## PODANY TEKST
▽

Już niedługo odbędzie się jedno z największych wydarzeń muzycznych w skali światowej. Eurowizja 2022 rozpocznie się 10 maja. 10 i 12 dnia maja będziemy mogli oglądać pierwsze występy, natomiast finał odbędzie się 14 maja.
W hali Pala Alpitour w Turynie miały miejsce próby eurowizyjnych artystów, wśród których nie zabrakło reprezentanta Polski, Krystiana Ochmana. Występ artysty wprawił w zachwyt obecnych na miejscu dziennikarzy. Opinie ekspertów są bardzo przychylne dla naszego reprezentanta.
Ochman podczas próby wywołał entuzjastyczną reakcję publiczności. Krytycy i eksperci komentujący szanse Ochmana, uważają mężczyznę za jednego z faworytów Eurowizji 2022.
Wybór tych ujęć jest bardzo dobry. Siłą Ochmana jest tak naprawdę jego głos, ale mógłby nie być tak ekspresyjny na twarzy. Mamy tutaj odpowiednią proporcję bliskich zbliżeń w porównaniu do szerszych kadrów. Tym samym łatwo możemy uchwycić jego głos i jego śpiew. Jestem pod wrażeniem próby, wyboru ujęć i produkcji całości – wyraził swoje zdanie Pudelkowi dziennikarz Tobbe Ek z Aftonbladet.

△

## ZADANIE 1
Skopiuj bez zmian fragment tekstu o Eurowizji 2022, zaczynając od słów „Ochman podczas próby” i idąc aż do słów „Ek z Aftonbladet.”.
## ZADANIE 2
Streść tekst o Eurowizji 2022 w dwóch zdaniach.
## ZADANIE 3
Odpowiedz krótko na pytania do tekstu o Eurowizji 2022:
(a) W jakiej hali odbywały się próby artystów?
(b) Którego dnia odbędzie się finał?
(c) Co według Tobbe Eka jest tak naprawdę siłą Ochmana?
Wpisy, które są niżej, nie mają tu żadnego znaczenia.

## POKAZANE INFORMACJE
▽

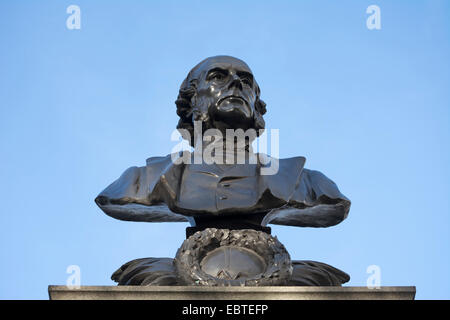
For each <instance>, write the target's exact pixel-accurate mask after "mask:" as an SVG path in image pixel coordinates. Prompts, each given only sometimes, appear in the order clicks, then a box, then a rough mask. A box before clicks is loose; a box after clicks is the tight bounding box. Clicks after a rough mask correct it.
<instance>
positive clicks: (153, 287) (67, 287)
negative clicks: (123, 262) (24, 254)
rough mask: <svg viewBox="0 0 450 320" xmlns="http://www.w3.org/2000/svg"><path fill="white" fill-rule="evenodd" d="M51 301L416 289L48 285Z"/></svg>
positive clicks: (144, 299) (381, 287) (302, 296)
mask: <svg viewBox="0 0 450 320" xmlns="http://www.w3.org/2000/svg"><path fill="white" fill-rule="evenodd" d="M48 293H49V296H50V300H414V297H415V294H416V287H381V288H379V289H368V288H366V287H196V286H170V287H169V286H147V287H145V286H144V287H140V286H82V287H80V288H79V289H69V288H68V287H66V286H49V287H48Z"/></svg>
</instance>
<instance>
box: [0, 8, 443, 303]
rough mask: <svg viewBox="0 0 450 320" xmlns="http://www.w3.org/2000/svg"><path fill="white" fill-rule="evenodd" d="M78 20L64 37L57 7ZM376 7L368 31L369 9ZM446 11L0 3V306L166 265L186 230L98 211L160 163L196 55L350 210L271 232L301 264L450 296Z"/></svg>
mask: <svg viewBox="0 0 450 320" xmlns="http://www.w3.org/2000/svg"><path fill="white" fill-rule="evenodd" d="M71 4H76V5H78V6H79V7H80V8H81V29H80V30H68V29H67V28H66V19H67V17H68V14H67V13H66V8H67V7H68V6H69V5H71ZM372 4H376V5H378V6H379V7H380V9H381V30H368V29H367V27H366V19H367V17H368V14H366V8H367V7H368V6H369V5H372ZM449 13H450V5H449V3H448V1H444V0H442V1H439V0H436V1H406V0H405V1H400V0H398V1H380V0H371V1H364V0H358V1H356V0H355V1H349V0H348V1H331V0H330V1H245V2H244V3H243V4H242V3H241V1H227V2H226V3H221V2H218V1H189V2H184V1H183V2H182V1H130V0H129V1H98V0H95V1H94V0H89V1H81V0H73V1H63V0H54V1H20V2H19V1H1V2H0V43H1V50H0V152H1V154H0V159H1V166H0V178H1V181H2V183H1V184H0V194H1V195H2V199H3V201H2V205H1V209H0V210H1V211H0V212H1V215H0V225H1V233H0V246H1V249H0V259H1V262H2V263H1V264H0V273H1V274H2V275H3V277H2V278H3V279H2V281H1V283H0V298H1V299H47V298H48V295H47V286H48V285H49V284H65V283H66V279H67V277H68V276H69V275H68V274H67V273H66V269H67V267H68V266H69V265H78V266H80V269H81V284H82V285H113V282H112V281H111V280H110V275H111V274H112V272H114V271H115V270H116V268H118V267H119V266H120V265H121V264H123V263H125V262H127V261H129V260H131V259H135V258H142V257H151V256H154V257H173V256H174V255H175V253H176V250H177V248H178V247H179V246H180V245H181V242H182V241H183V240H184V229H185V227H186V226H187V224H184V223H172V224H170V223H166V224H157V223H155V224H151V223H136V222H123V221H119V220H114V219H112V218H110V217H108V216H106V215H105V214H103V213H102V212H101V210H100V209H99V208H97V206H96V205H95V203H94V198H95V197H96V195H97V194H98V193H99V192H100V191H101V190H102V189H103V188H105V187H106V186H107V185H108V184H109V183H111V182H112V181H113V180H115V179H116V178H117V177H118V176H119V175H120V174H121V173H122V172H123V171H124V170H125V169H126V168H128V167H130V166H134V165H137V166H142V165H144V164H145V159H146V158H147V157H149V156H157V155H166V154H168V153H170V151H171V149H172V147H173V146H174V142H172V141H171V140H170V134H171V133H172V130H173V129H174V128H175V126H176V123H177V115H176V113H175V104H174V101H175V99H176V96H177V92H178V88H179V85H180V84H181V82H182V80H183V79H184V77H185V76H186V74H187V72H188V71H189V70H190V68H192V67H193V66H194V65H195V64H196V63H198V62H199V61H200V60H202V59H203V58H205V57H208V56H212V55H218V54H226V55H232V56H236V57H238V58H241V59H243V60H244V61H246V62H247V63H248V64H249V66H250V67H251V68H252V70H253V72H254V75H255V77H256V79H257V81H258V83H259V85H260V87H261V91H262V96H261V97H262V99H263V100H264V101H265V102H266V103H267V109H268V112H267V114H266V116H265V120H266V124H267V127H268V128H277V129H280V140H281V141H280V142H281V143H280V157H283V158H284V157H291V156H297V155H303V156H305V157H306V158H307V162H306V167H307V168H309V169H315V170H320V171H322V172H323V173H325V174H326V175H327V176H328V177H330V178H331V179H332V180H334V181H335V182H336V183H337V184H338V186H339V188H340V190H341V191H342V193H344V194H345V195H346V196H347V197H348V198H350V199H351V201H352V207H351V210H350V214H349V217H348V218H347V220H345V221H344V222H342V223H341V224H339V225H337V226H335V227H331V228H326V229H312V228H311V229H307V228H295V227H282V226H273V227H272V234H274V235H276V236H277V237H278V239H279V240H280V241H281V242H282V243H283V244H284V245H285V246H286V247H287V249H288V250H289V252H290V254H291V257H292V258H293V259H296V260H302V259H303V260H316V261H321V262H326V263H329V264H331V265H333V266H335V267H338V268H340V269H342V270H344V271H346V272H347V273H349V274H350V276H351V278H352V279H351V281H350V282H349V283H348V284H347V285H350V286H365V285H366V280H367V278H368V276H369V274H367V273H366V270H367V267H368V266H370V265H377V266H379V267H380V269H381V285H383V286H397V285H399V286H401V285H415V286H416V287H417V295H416V297H417V298H418V299H449V298H450V275H449V274H450V271H449V270H450V266H449V264H450V236H449V234H450V233H449V226H450V218H449V216H450V206H449V181H450V171H449V169H450V166H449V160H450V159H449V155H450V153H449V138H450V126H449V122H450V115H449V110H450V104H449V102H450V99H449V90H448V89H449V88H450V86H449V84H450V83H449V82H450V81H449V80H450V72H449V71H450V68H449V39H450V37H449V36H450V20H449V19H448V18H449Z"/></svg>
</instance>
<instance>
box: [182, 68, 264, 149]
mask: <svg viewBox="0 0 450 320" xmlns="http://www.w3.org/2000/svg"><path fill="white" fill-rule="evenodd" d="M260 93H261V90H260V89H259V86H258V85H256V101H255V113H254V116H253V121H254V124H253V129H255V130H256V132H257V135H258V136H259V130H261V129H264V128H265V121H264V118H263V115H264V114H265V113H266V112H267V109H266V103H265V102H264V101H263V100H261V99H260V98H259V96H260ZM196 94H197V79H190V74H189V75H188V76H187V77H186V79H184V81H183V83H182V84H181V87H180V90H179V92H178V97H177V100H176V101H175V104H176V106H177V115H178V116H179V117H180V120H178V125H177V129H185V130H188V131H189V134H190V135H191V141H190V144H191V145H192V146H193V145H194V121H198V120H201V121H202V122H203V123H204V124H205V123H209V116H208V114H207V111H205V113H202V112H201V111H200V110H196V109H195V108H194V106H193V105H192V101H193V98H194V97H195V95H196ZM209 127H210V125H209V124H207V125H206V128H209Z"/></svg>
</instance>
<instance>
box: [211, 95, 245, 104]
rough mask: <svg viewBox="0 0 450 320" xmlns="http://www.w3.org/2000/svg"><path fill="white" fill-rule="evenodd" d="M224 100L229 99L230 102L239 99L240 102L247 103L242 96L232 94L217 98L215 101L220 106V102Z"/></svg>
mask: <svg viewBox="0 0 450 320" xmlns="http://www.w3.org/2000/svg"><path fill="white" fill-rule="evenodd" d="M225 100H229V101H230V102H233V100H235V101H239V102H240V103H243V104H245V105H247V101H246V100H245V99H244V98H242V97H240V96H234V95H231V96H226V97H223V98H221V99H219V101H218V102H217V105H219V106H220V105H221V104H222V102H224V101H225Z"/></svg>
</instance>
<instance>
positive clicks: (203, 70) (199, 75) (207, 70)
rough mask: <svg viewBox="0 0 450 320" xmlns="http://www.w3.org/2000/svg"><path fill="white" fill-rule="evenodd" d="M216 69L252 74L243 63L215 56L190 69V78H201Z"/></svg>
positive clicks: (242, 62)
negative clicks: (191, 72)
mask: <svg viewBox="0 0 450 320" xmlns="http://www.w3.org/2000/svg"><path fill="white" fill-rule="evenodd" d="M216 68H221V69H226V70H233V71H241V72H248V73H251V74H252V70H250V68H249V66H248V65H247V64H246V63H245V62H244V61H242V60H239V59H236V58H233V57H228V56H217V57H211V58H207V59H205V60H203V61H202V62H200V63H199V64H198V65H197V66H195V67H194V69H192V77H194V78H201V77H202V76H204V75H206V74H207V73H208V71H210V70H212V69H216Z"/></svg>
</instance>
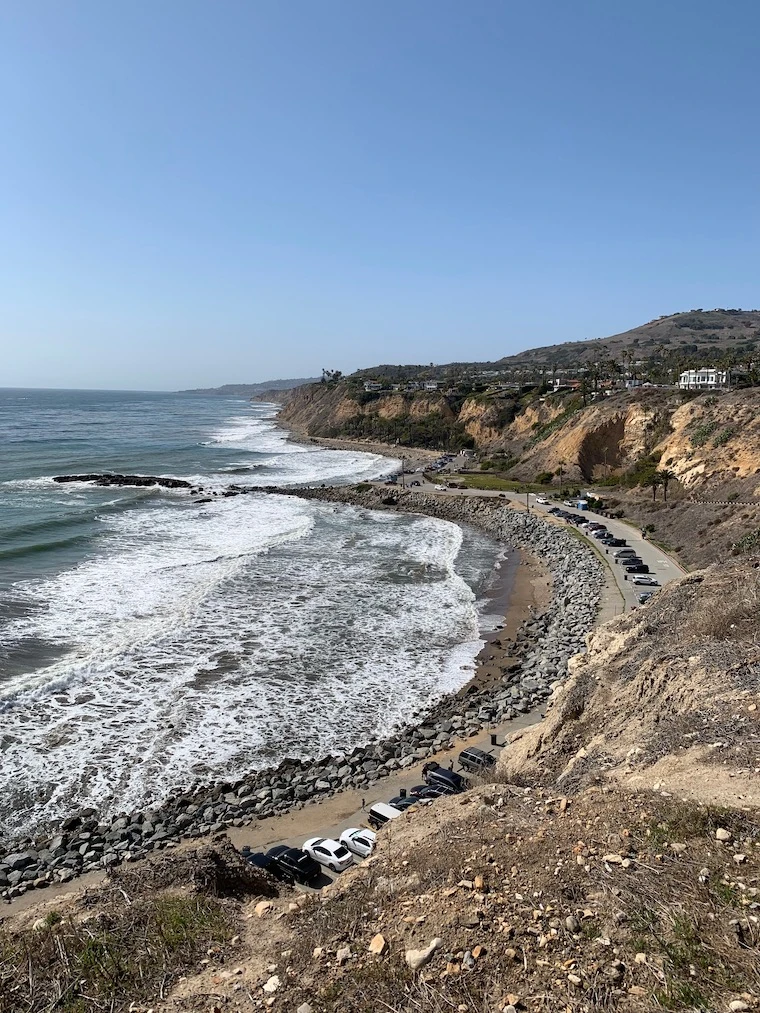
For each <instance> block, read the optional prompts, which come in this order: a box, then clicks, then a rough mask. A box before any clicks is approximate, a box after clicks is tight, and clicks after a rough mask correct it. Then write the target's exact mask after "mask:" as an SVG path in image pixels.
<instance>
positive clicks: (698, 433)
mask: <svg viewBox="0 0 760 1013" xmlns="http://www.w3.org/2000/svg"><path fill="white" fill-rule="evenodd" d="M716 428H717V422H702V424H701V425H697V426H696V427H695V430H694V432H693V433H692V434H691V437H690V440H691V446H692V447H704V445H705V444H706V443H707V441H708V440H709V438H710V437H711V436H712V434H713V433H714V432H715V430H716Z"/></svg>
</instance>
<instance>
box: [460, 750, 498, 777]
mask: <svg viewBox="0 0 760 1013" xmlns="http://www.w3.org/2000/svg"><path fill="white" fill-rule="evenodd" d="M496 765H497V758H496V757H495V756H492V755H491V754H490V753H486V752H485V750H479V749H478V748H477V747H476V746H468V747H467V749H465V750H462V752H461V753H460V754H459V766H460V767H461V768H462V769H463V770H466V771H469V772H470V773H471V774H481V773H482V772H483V771H485V770H490V769H491V768H492V767H496Z"/></svg>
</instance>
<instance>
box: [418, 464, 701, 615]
mask: <svg viewBox="0 0 760 1013" xmlns="http://www.w3.org/2000/svg"><path fill="white" fill-rule="evenodd" d="M415 477H421V476H415ZM407 484H408V482H407ZM419 491H420V492H436V493H438V494H439V495H442V496H487V497H489V498H491V497H493V496H496V497H498V498H501V499H508V500H509V501H510V502H511V503H512V504H513V505H514V506H516V508H518V509H519V510H529V511H530V512H531V513H536V514H538V515H539V516H542V517H545V518H546V520H547V521H550V522H553V523H555V524H559V525H564V526H565V527H571V528H574V527H575V526H574V525H572V524H568V522H566V521H563V520H562V519H561V518H556V519H555V518H554V516H553V515H552V514H549V513H548V512H549V510H551V508H552V506H556V505H559V506H561V509H562V510H563V511H566V512H567V513H568V514H572V515H573V516H574V517H577V518H578V520H579V521H581V520H586V521H598V522H599V523H600V524H604V525H605V526H606V528H607V530H608V531H609V532H611V533H612V534H613V535H614V536H615V538H623V539H625V542H626V544H627V545H629V546H630V548H632V549H634V550H635V552H636V554H637V555H638V556H639V557H640V559H641V561H642V562H644V563H647V565H648V566H649V567H650V573H649V576H654V577H655V579H656V580H658V581H659V582H660V586H661V587H664V586H665V585H666V583H670V582H671V581H672V580H678V579H680V578H681V577H682V576H685V574H686V570H685V569H684V568H683V567H682V566H681V565H680V563H678V562H677V561H676V560H675V559H674V558H673V556H672V555H670V554H669V553H667V552H666V551H665V550H664V549H661V548H660V546H658V545H656V544H655V543H654V542H651V541H650V540H649V539H647V538H644V537H643V536H642V535H641V532H640V530H639V529H638V528H635V527H634V526H633V525H630V524H628V523H627V522H625V521H618V520H612V519H610V518H608V517H603V516H602V515H601V514H597V513H595V512H594V511H590V510H585V511H580V510H575V509H573V508H571V506H565V505H564V504H563V503H562V502H561V499H555V500H553V501H551V502H549V503H548V504H546V505H543V504H541V503H537V502H536V498H537V494H536V493H533V492H530V493H528V494H527V496H526V493H524V492H523V493H519V492H509V491H508V492H501V491H498V490H496V489H450V488H447V487H446V486H443V485H438V484H435V483H433V482H429V481H427V480H425V481H424V482H423V483H422V484H421V487H420V490H419ZM576 530H577V529H576ZM578 534H579V537H581V538H584V539H585V540H586V541H587V542H589V543H590V544H591V545H593V546H594V549H595V550H596V551H597V553H598V554H599V556H600V557H601V558H602V559H604V561H605V562H606V563H607V564H608V565H609V567H610V570H611V571H612V574H613V576H614V578H615V582H616V585H617V587H618V590H619V592H620V595H621V596H622V599H623V602H624V603H625V611H626V612H627V611H629V610H630V609H633V608H638V605H639V602H638V596H639V595H640V594H641V592H650V591H654V592H657V591H659V590H660V589H659V588H647V587H643V586H640V585H635V583H632V581H631V580H630V579H627V580H626V579H625V576H626V574H625V567H624V566H623V565H622V564H621V563H616V562H615V561H614V556H613V553H614V552H615V551H616V550H615V549H609V550H608V549H606V547H605V546H604V545H602V544H601V543H600V542H598V541H597V540H596V539H595V538H587V536H586V535H584V534H583V533H582V532H580V531H579V532H578Z"/></svg>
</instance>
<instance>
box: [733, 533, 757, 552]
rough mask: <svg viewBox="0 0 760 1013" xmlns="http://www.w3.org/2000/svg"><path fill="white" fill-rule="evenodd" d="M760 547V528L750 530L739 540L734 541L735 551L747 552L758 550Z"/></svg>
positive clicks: (753, 551)
mask: <svg viewBox="0 0 760 1013" xmlns="http://www.w3.org/2000/svg"><path fill="white" fill-rule="evenodd" d="M758 549H760V528H758V529H756V530H755V531H750V532H749V533H748V534H746V535H745V536H744V537H743V538H740V539H739V541H738V542H734V552H735V553H736V554H742V553H745V552H756V551H757V550H758Z"/></svg>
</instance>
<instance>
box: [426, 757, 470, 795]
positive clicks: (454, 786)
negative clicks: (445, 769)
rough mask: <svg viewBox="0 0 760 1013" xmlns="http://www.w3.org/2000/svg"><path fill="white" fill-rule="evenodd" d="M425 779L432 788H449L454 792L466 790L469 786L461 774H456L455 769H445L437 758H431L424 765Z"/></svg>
mask: <svg viewBox="0 0 760 1013" xmlns="http://www.w3.org/2000/svg"><path fill="white" fill-rule="evenodd" d="M423 780H424V781H425V782H426V784H428V785H430V787H431V788H448V789H450V790H451V791H452V792H454V793H457V792H460V791H464V789H465V788H466V787H468V784H467V782H466V781H465V779H464V778H463V777H462V775H461V774H455V773H454V771H453V770H445V769H444V768H443V767H441V765H440V764H437V763H436V761H435V760H430V761H429V762H428V763H427V764H426V765H425V766H424V767H423Z"/></svg>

△

## ODPOWIEDŹ 1
Ochman podczas próby wywołał entuzjastyczną reakcję publiczności. Krytycy i eksperci komentujący szanse Ochmana, uważają mężczyznę za jednego z faworytów Eurowizji 2022.
Wybór tych ujęć jest bardzo dobry. Siłą Ochmana jest tak naprawdę jego głos, ale mógłby nie być tak ekspresyjny na twarzy. Mamy tutaj odpowiednią proporcję bliskich zbliżeń w porównaniu do szerszych kadrów. Tym samym łatwo możemy uchwycić jego głos i jego śpiew. Jestem pod wrażeniem próby, wyboru ujęć i produkcji całości – wyraził swoje zdanie Pudelkowi dziennikarz Tobbe Ek z Aftonbladet.

## ODPOWIEDŹ 2
Eurowizja 2022 rozpocznie się 10 maja, a finał odbędzie się 14 maja. Podczas prób w hali Pala Alpitour w Turynie reprezentant Polski Krystian Ochman zachwycił dziennikarzy i publiczność, a krytycy i eksperci uważają go za jednego z faworytów.

## ODPOWIEDŹ 3
(a) W hali Pala Alpitour w Turynie.
(b) 14 maja.
(c) Jego głos.